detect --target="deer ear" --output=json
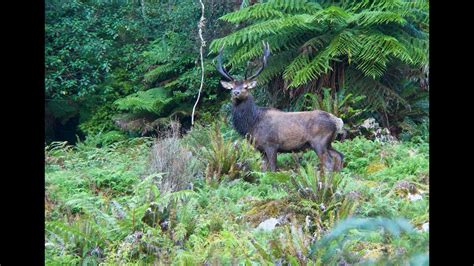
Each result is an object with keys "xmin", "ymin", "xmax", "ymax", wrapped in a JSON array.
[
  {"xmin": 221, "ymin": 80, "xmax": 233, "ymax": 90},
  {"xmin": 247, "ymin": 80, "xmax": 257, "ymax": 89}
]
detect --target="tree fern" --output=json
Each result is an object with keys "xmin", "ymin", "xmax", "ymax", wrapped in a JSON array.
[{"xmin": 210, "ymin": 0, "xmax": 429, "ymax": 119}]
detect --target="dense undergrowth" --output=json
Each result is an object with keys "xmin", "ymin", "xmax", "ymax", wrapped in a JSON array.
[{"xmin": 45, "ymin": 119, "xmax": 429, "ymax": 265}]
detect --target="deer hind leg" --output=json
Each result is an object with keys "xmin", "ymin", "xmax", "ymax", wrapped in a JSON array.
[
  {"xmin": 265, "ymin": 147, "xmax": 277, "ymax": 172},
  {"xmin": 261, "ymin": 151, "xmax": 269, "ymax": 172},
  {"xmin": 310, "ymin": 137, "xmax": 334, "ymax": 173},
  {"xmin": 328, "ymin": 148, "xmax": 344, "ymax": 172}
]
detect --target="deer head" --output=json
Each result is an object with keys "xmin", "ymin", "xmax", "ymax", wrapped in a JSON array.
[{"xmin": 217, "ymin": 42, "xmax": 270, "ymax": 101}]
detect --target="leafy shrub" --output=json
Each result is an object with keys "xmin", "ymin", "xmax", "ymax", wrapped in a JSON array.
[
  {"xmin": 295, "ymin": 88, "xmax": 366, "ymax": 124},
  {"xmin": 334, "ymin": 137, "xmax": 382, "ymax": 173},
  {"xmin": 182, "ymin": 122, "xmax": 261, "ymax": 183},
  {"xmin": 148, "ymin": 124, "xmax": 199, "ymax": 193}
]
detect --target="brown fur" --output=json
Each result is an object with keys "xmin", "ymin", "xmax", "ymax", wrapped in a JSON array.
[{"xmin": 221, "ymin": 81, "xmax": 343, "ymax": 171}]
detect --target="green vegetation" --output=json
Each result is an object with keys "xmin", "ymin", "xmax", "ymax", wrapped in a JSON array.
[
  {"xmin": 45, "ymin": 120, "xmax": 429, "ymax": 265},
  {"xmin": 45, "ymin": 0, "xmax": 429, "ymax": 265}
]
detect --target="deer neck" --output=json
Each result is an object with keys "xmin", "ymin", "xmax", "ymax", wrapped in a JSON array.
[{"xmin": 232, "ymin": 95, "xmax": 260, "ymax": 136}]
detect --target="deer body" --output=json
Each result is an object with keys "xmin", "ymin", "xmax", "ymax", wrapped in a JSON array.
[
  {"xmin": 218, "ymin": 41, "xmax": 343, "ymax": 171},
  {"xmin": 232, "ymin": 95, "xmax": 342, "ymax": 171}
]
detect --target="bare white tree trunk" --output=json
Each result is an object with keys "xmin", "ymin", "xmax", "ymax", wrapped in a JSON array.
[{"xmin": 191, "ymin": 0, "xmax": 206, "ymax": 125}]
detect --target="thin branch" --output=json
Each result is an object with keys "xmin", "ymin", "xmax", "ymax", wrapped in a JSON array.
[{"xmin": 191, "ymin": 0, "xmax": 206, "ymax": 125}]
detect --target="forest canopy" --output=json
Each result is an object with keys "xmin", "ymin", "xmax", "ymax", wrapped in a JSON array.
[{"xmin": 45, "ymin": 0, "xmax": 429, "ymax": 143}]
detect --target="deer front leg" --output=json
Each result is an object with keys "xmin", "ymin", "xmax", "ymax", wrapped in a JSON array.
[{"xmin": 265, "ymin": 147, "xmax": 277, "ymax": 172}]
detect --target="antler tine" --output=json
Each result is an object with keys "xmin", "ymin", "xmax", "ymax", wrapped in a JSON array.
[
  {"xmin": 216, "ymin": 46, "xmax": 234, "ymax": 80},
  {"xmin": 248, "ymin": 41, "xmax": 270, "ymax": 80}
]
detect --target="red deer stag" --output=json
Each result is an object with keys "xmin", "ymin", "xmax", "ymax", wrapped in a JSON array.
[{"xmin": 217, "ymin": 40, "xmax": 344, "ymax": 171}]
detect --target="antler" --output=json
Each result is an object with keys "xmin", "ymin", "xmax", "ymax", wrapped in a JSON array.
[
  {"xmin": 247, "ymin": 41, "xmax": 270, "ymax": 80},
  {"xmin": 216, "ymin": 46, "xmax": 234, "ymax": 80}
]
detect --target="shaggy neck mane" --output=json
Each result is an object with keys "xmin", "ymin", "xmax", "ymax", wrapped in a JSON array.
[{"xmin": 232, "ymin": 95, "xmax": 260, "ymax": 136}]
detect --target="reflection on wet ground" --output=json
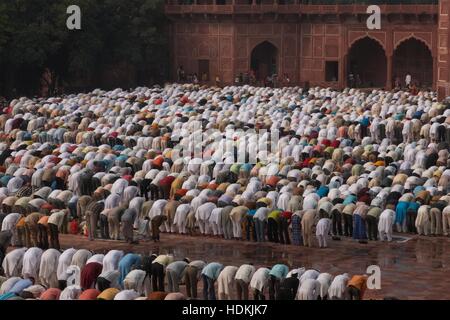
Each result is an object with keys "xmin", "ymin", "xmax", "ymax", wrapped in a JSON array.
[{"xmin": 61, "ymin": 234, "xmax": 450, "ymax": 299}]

==========

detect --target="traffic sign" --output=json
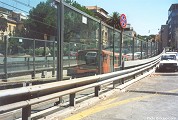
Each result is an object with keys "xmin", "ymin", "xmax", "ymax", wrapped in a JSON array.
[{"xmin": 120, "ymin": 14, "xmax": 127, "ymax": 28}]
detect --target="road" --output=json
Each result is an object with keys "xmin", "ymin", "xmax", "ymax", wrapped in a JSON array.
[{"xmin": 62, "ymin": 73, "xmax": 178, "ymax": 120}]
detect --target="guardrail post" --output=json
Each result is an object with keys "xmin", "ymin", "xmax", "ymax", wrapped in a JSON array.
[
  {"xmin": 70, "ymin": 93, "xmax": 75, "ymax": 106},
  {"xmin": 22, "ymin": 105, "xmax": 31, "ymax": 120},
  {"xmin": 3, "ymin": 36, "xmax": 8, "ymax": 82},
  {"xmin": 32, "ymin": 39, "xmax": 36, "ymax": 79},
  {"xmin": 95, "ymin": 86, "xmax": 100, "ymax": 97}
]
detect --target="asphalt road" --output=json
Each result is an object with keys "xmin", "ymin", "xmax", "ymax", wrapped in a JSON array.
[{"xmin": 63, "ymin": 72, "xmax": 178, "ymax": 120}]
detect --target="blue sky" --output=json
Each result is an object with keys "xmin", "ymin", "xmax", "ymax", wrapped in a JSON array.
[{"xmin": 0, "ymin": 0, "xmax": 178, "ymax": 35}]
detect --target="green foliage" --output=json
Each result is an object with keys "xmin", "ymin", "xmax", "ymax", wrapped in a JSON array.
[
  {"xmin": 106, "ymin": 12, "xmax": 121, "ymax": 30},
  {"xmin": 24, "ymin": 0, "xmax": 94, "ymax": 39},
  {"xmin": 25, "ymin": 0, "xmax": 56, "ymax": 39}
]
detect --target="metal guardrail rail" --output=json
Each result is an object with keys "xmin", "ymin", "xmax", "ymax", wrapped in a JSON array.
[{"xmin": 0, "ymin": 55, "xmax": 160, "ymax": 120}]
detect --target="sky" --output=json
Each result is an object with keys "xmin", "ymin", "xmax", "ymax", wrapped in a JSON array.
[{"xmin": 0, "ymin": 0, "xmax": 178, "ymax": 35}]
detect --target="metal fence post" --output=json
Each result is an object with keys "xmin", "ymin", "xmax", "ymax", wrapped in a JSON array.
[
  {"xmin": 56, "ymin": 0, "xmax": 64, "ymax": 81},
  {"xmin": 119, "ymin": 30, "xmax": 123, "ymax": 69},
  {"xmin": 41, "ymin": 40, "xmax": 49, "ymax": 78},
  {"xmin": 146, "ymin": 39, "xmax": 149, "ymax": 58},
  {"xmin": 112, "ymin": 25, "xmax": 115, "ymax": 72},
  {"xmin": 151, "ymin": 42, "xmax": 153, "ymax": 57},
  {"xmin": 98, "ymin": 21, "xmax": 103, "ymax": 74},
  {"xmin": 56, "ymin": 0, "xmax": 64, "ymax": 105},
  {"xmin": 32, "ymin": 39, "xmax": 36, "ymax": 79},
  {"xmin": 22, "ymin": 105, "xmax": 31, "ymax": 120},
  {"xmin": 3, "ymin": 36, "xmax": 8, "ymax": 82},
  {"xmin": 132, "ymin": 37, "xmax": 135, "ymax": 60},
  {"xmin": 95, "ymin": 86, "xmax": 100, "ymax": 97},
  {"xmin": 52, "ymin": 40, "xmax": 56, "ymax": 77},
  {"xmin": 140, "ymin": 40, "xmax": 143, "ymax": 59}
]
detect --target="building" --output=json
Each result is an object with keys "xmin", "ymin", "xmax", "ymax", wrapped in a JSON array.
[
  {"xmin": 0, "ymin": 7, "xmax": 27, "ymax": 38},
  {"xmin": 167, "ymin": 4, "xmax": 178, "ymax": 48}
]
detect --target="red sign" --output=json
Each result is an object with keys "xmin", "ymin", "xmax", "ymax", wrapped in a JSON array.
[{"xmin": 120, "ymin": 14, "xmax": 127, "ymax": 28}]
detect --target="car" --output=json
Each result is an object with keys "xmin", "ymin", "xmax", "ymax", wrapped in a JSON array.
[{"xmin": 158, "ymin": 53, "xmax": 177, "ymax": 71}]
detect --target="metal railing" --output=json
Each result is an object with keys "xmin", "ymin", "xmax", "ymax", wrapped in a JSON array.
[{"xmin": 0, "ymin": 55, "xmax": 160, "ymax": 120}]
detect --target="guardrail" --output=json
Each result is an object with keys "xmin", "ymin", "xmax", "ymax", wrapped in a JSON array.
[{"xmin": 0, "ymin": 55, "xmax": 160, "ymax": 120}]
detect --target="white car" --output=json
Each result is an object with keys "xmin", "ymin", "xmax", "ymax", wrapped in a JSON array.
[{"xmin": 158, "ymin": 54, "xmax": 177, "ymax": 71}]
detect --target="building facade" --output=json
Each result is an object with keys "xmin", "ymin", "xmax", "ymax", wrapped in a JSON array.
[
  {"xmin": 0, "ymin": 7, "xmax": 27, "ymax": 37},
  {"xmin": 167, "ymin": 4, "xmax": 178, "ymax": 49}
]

==========

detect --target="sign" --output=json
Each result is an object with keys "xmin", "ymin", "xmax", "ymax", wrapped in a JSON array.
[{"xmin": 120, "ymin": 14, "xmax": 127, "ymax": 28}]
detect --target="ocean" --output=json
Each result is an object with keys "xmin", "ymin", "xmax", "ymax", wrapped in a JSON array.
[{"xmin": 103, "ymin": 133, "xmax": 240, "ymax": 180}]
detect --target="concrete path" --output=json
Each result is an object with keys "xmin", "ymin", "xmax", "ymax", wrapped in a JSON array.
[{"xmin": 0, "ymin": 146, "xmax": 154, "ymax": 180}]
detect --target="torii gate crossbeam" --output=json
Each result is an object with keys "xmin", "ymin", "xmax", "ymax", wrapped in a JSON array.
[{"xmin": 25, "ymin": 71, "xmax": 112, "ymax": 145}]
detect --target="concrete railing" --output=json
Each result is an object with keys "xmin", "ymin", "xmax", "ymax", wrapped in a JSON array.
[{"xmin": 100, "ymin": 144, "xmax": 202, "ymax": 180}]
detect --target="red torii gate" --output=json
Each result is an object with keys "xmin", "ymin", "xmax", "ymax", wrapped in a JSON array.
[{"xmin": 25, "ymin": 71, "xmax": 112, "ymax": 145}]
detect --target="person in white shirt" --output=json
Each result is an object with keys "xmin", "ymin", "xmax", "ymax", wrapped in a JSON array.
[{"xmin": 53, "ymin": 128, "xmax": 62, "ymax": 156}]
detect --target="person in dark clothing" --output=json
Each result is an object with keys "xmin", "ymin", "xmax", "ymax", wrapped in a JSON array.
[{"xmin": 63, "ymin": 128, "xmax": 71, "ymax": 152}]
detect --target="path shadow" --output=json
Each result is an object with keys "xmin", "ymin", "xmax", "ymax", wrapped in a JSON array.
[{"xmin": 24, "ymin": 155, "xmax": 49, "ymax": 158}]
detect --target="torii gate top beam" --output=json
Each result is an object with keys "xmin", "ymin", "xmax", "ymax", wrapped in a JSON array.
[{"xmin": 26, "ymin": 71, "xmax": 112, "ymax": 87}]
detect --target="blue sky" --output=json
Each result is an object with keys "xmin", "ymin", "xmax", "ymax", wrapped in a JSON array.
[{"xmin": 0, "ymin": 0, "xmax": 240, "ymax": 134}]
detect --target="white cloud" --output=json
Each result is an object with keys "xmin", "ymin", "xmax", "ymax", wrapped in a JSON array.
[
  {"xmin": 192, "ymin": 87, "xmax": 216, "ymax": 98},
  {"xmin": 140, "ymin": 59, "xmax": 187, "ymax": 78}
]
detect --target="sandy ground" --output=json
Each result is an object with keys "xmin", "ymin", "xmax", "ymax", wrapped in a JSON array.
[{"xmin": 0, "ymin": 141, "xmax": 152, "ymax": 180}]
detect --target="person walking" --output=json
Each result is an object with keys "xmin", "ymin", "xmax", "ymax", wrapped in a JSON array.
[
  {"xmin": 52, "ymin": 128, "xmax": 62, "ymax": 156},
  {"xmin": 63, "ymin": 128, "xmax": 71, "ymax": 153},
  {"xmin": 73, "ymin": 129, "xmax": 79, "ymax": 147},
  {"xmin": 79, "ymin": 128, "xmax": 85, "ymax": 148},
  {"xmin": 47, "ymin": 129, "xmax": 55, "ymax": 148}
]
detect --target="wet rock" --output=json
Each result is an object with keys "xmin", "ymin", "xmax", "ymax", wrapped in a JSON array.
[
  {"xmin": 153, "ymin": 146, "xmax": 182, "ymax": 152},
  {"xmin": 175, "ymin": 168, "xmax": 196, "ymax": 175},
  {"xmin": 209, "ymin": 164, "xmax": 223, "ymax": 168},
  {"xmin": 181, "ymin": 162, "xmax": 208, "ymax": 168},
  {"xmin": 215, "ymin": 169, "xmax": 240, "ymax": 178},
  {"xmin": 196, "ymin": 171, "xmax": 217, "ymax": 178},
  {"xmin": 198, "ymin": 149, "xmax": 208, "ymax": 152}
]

==========

→ WORK TO BE COMPLETED
Locate every line above that contains the word "post", and copy each one.

→ WORKED ANSWER
detect --target="guardrail post" --output=json
detect --target="metal fence post" --output=json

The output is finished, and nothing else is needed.